Extract |

· · · · · · ·

As I move forward this year, I know that my work life will continue to shift into greater alignment - and with each step forward, I am able to see the incredible value of each step I've taken, perhaps most especially the difficult ones.  I am grateful for all the places where I have bumped against the questions of balance, alignment, integrity, and purpose.  Those questions have enabled me to be more present in those moments, and to grow from them.... and to make choices with ever greater clarity.

This week I got to play with another level of balance, as I brought my 'professional' skills into a community I care deeply about, and helped them move forward through an important piece of work - that for them is all about connection.  I see what is possible when I bring all of me together in service work, and I am excited about what is possible.

I don't know yet exactly what this year will look like, but I know it will be yet another layer of balance - of the inner and the outer.  Of bringing my voice to the work that I do, and sharing it.  You can count on more to come.

Wednesday, December 15, 2010

Three Weeks in India. I can go home now.

 The last time I saw my 'boss' before I headed off to India, he said to me, half-jokingly,  "please promise you'll stay at least three weeks?"  I know that he's never been to India, but I think in that moment he suddenly had some deep connection with the immensity of this journey he was sending me on.  And he's a wise, wise, man.

· · · · · · ·

Work to complete |
A – Rewrite the entries, starting with the first one and going on through the line with "top-left (640, 37), bottom-right (700, 164)", replacing "gray" with "silver" and leaving everything else the same.
B – Continue the blog post about the three weeks in India, picking up right after its last sentence.

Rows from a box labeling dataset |

· · · · · · ·

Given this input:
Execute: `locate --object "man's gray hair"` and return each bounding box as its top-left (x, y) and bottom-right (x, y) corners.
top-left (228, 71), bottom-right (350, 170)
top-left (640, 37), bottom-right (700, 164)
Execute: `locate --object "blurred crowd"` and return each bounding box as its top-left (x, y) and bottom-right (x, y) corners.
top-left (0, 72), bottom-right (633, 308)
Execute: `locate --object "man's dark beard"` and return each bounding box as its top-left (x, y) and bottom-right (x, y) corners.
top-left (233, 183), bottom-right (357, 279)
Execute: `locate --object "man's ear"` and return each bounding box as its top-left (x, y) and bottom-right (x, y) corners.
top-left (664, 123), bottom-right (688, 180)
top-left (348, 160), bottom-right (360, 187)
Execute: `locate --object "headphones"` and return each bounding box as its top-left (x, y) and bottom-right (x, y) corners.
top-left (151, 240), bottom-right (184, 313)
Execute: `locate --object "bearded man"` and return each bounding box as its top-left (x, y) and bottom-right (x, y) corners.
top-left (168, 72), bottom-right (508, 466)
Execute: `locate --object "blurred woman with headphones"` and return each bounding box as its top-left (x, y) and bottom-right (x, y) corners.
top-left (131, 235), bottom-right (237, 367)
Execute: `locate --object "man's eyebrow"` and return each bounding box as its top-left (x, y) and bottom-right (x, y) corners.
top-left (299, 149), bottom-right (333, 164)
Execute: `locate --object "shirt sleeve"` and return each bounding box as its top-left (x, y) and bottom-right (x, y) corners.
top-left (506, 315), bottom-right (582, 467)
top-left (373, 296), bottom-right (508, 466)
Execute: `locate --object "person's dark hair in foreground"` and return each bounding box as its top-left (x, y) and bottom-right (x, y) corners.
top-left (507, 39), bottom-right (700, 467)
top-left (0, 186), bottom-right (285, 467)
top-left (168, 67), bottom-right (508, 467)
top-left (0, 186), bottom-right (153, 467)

· · · · · · ·

Answers provided |
A –
Given this input:
Execute: `locate --object "man's silver hair"` and return each bounding box as its top-left (x, y) and bottom-right (x, y) corners.
top-left (228, 71), bottom-right (350, 170)
top-left (640, 37), bottom-right (700, 164)

B –
Because at the 3 day mark I was ready to pack it in, but I couldn't, because I promised.  At the week and a half mark, I was SOOO ready to come home!  But I couldn't.  Because I promised. And at the two and half week mark . . . yep, you guessed it:  I want my mommy, and I want to go home.  But . . .I bet you know what's coming: I promised.  So, here I am at the three week mark, and I can go home now, because I've kept my promise.

Funny enough, now that I have the choice, I'm ready to stick around and really experience this place. I don't know how Peter picked 'three weeks' as the magic number, but it appears to be just that.  The last week has been an emotional roller-coaster, dominated by frustration, impatience and irritability.  (To all my friends and family who have borne witness and listened to me vent, Peter and I thank you.) Something shifted last night as I slept, and I awoke softened, more open, more able to see what is . . .and what's possible. 

There is so much to learn from this incredible country, from its people, from its heritage.  When I pause to think about a place with thousands of years of history and heritage, as compared with my country that really only recognizes a couple of hundred years.  wow.

I won't say I'm smitten with India; just like Delhi streets, the relationship is just not that clean.  But, somehow, I'm hooked, and I'm ready to open myself to her.  And there are so many opportunities here to both look outside myself and look deep within as Mother India shines her mirror back at me.

The paradoxes and contradictions here boggle my mind. Every day I pass poverty on the streets like I've never seen. I spent Sunday afternoon with a friend and colleague at her golf & country club, surrounded by immense wealth, and had a powerful conversation with her about holding that place of paradox.  I know that part of my journey here is to make peace, hopefully once and for all, with the incredible wealth that I already have, and the freedom it provides me. (I have a Canadian passport.  I actually kissed it the other day, as I recognized just what privilege and freedom that passport affords me).   We talked about that balance, the ever grey lines around what is enough . . . and the implacable, painful realization that no matter how much we give, we cannot solve all the problems around us.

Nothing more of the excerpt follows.